ASSIGNMENT 1 —
Reproduce the passage of the James Gandolfini obituary that begins at the words "James Gandolfini, the" and ends after the words "as Tony Soprano.".
ASSIGNMENT 2 —
According to the James Gandolfini obituary, what did Gandolfini earn his degree in, and from which university?

PAGE EXTRACT —
Farewell, James Gandolfini

James Gandolfini, the US actor best known for his role as a therapy-seeking mob boss in The Sopranos, has died at the age of 51.According to reports, Gandolfini suffered a possible heart attack while on holiday in Rome. According to the TMZ website, New Jersey-born Gandolfini went to Italy to attend a film festival in Sicily.

He won three Emmy awards for his role as Tony Soprano, a mafia boss juggling his criminal career and family life."It is with immense sorrow that we report our client James Gandolfini passed away today while on holiday in Rome, Italy," said his managers, Mark Armstrong and Nancy Sanders, in a statement on Wednesday night.
"Our hearts are shattered and we will miss him deeply."
[read the full article after the jump]

Gandolfini also won a Golden Globe for his role as Tony Soprano.
"He touched so many of us over the years with his humour, his warmth and his humility."

Gandolfini was born in 1961 in Westwood, New Jersey, to a school dinner lady and a bricklayer-turned-school caretaker, both of Italian background. He graduated with a degree in communications from New Jersey's Rutgers University. Then he moved to New York, finding work as a bartender and a club manager. Gandolfini's acting career took off in 1992 when he landed a part in a Broadway production of A Streetcar Named Desire. His breakthrough role came a year later playing a mobster in the movie True Romance.

Gandolfini's more recent film credits included In The Loop, Where the Wild Things Are, Zero Dark Thirty and Killing Them Softly. He was nominated for a Tony theatre award in 2009 for his role in the Broadway hit God of Carnage. Jeff Daniels, who starred with Gandolfini in God of Carnage, said: "If Broadway has a version of a guy you want in your foxhole, Jim Gandolfini was mine."

Gandolfini produced the 2007 documentary Alive Day Memories: Home from Iraq, in which he interviewed 10 injured Iraq War veterans. His second documentary was released in 2010; Wartorn: 1861-2010 analyzes posttraumatic stress disorder and its impact on soldiers and families through several wars in American history, from 1861 to 2010.

His last movies include violet and Daisy, The Incredible Burt Wonderstone, Nicky Deuce, Animal Rescue (which is still in post production), and Not Fade Away which is a 2012 drama film that was Gandolfini's directorial debut.

In a December 2012 interview with the Associated Press news agency, Gandolfini said he had become an actor to overcome his anger.
"I don't know what exactly I was angry about," he said.

"I try to avoid certain things and certain kinds of violence at this point," he added. "I'm getting older, too. I don't want to be beating people up as much."

[Point-per-instance localization data]
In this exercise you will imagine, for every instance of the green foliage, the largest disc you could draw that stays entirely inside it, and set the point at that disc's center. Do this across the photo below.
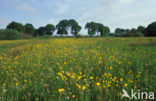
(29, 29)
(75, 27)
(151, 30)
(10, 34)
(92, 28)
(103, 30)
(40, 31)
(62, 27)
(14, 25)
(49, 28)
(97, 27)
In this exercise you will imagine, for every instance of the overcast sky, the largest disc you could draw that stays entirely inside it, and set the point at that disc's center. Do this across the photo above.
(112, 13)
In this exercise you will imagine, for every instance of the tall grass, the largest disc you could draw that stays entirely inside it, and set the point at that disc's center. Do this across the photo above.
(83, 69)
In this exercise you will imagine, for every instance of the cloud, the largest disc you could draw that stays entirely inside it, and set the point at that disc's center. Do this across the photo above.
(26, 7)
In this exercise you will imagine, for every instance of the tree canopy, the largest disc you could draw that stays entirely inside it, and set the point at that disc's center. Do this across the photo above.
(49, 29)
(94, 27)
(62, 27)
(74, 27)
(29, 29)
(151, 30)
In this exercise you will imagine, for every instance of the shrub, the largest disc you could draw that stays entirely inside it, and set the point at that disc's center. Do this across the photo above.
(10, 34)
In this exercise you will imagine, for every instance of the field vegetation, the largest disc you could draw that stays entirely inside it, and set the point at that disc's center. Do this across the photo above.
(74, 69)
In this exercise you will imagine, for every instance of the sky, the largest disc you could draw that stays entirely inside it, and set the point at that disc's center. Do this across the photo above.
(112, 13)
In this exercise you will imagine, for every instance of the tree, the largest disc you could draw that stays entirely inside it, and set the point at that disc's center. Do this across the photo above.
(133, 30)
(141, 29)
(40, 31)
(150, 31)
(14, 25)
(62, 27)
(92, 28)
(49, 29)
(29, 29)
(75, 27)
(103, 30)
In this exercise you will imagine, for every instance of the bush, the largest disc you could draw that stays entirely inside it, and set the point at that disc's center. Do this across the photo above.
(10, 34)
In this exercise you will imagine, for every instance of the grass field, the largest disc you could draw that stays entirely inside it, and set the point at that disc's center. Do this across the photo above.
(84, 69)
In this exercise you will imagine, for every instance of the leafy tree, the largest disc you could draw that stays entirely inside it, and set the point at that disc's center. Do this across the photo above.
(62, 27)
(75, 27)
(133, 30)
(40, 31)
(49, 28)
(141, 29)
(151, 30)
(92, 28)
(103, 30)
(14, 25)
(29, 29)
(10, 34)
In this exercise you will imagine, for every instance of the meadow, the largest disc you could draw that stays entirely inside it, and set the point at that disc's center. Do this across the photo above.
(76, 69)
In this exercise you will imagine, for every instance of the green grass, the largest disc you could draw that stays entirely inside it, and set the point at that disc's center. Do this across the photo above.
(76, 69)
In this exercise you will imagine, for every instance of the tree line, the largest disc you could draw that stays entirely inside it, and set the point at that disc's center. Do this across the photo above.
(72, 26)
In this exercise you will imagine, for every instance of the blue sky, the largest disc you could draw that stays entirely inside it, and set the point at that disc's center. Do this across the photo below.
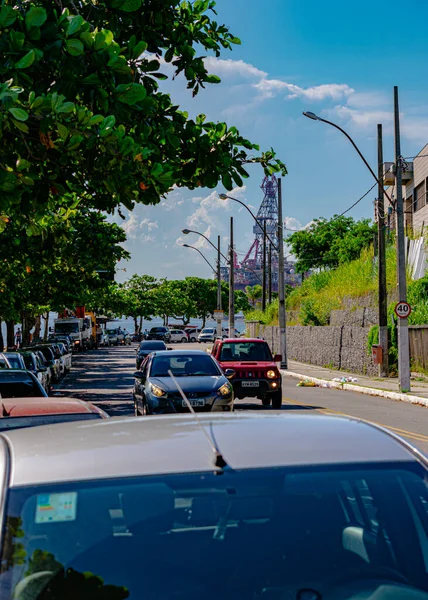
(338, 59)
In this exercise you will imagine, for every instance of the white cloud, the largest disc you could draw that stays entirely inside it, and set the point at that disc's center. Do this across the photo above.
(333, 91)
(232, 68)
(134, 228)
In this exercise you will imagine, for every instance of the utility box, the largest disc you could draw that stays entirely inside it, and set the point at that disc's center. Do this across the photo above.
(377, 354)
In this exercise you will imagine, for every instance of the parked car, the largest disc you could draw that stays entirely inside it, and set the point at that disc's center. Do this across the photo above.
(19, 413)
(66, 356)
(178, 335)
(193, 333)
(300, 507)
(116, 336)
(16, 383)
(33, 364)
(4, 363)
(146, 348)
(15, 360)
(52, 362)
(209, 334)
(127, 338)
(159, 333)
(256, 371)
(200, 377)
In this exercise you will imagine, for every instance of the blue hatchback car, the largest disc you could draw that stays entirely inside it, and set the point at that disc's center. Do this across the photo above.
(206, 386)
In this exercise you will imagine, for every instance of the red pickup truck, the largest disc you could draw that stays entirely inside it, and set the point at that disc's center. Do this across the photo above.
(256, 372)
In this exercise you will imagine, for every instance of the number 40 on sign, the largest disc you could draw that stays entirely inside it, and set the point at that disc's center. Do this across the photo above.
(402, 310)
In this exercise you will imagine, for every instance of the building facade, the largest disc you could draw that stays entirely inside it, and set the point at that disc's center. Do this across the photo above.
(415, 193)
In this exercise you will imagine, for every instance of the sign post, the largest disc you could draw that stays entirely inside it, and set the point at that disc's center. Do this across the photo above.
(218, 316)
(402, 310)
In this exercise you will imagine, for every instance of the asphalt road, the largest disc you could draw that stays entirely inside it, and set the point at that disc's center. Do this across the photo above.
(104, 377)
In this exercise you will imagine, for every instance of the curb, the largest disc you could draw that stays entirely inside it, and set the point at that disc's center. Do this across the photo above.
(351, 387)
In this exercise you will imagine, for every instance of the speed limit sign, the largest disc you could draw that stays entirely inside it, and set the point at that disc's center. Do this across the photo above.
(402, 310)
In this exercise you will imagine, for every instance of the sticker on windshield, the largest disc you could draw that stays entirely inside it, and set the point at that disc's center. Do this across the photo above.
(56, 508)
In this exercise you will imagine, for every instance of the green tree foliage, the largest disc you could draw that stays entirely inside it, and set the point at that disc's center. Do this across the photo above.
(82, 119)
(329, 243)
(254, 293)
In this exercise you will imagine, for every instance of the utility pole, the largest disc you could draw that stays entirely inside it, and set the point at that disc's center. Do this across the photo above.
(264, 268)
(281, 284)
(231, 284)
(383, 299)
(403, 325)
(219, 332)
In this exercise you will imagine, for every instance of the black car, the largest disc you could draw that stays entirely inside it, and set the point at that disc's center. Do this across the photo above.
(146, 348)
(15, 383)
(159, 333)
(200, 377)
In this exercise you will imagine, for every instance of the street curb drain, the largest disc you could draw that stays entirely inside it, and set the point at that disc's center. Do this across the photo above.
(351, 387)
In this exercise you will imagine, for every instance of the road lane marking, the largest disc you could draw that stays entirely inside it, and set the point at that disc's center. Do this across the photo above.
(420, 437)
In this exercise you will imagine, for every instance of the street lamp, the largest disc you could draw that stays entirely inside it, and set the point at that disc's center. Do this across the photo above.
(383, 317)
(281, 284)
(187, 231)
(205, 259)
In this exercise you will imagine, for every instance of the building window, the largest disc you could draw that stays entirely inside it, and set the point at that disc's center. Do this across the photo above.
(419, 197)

RESULT 1 —
James Gandolfini, the US actor best known for his role as a therapy-seeking mob boss in The Sopranos, has died at the age of 51.According to reports, Gandolfini suffered a possible heart attack while on holiday in Rome. According to the TMZ website, New Jersey-born Gandolfini went to Italy to attend a film festival in Sicily.

He won three Emmy awards for his role as Tony Soprano, a mafia boss juggling his criminal career and family life."It is with immense sorrow that we report our client James Gandolfini passed away today while on holiday in Rome, Italy," said his managers, Mark Armstrong and Nancy Sanders, in a statement on Wednesday night.
"Our hearts are shattered and we will miss him deeply."
[read the full article after the jump]

Gandolfini also won a Golden Globe for his role as Tony Soprano.

RESULT 2 —
He earned a degree in communications from Rutgers University in New Jersey.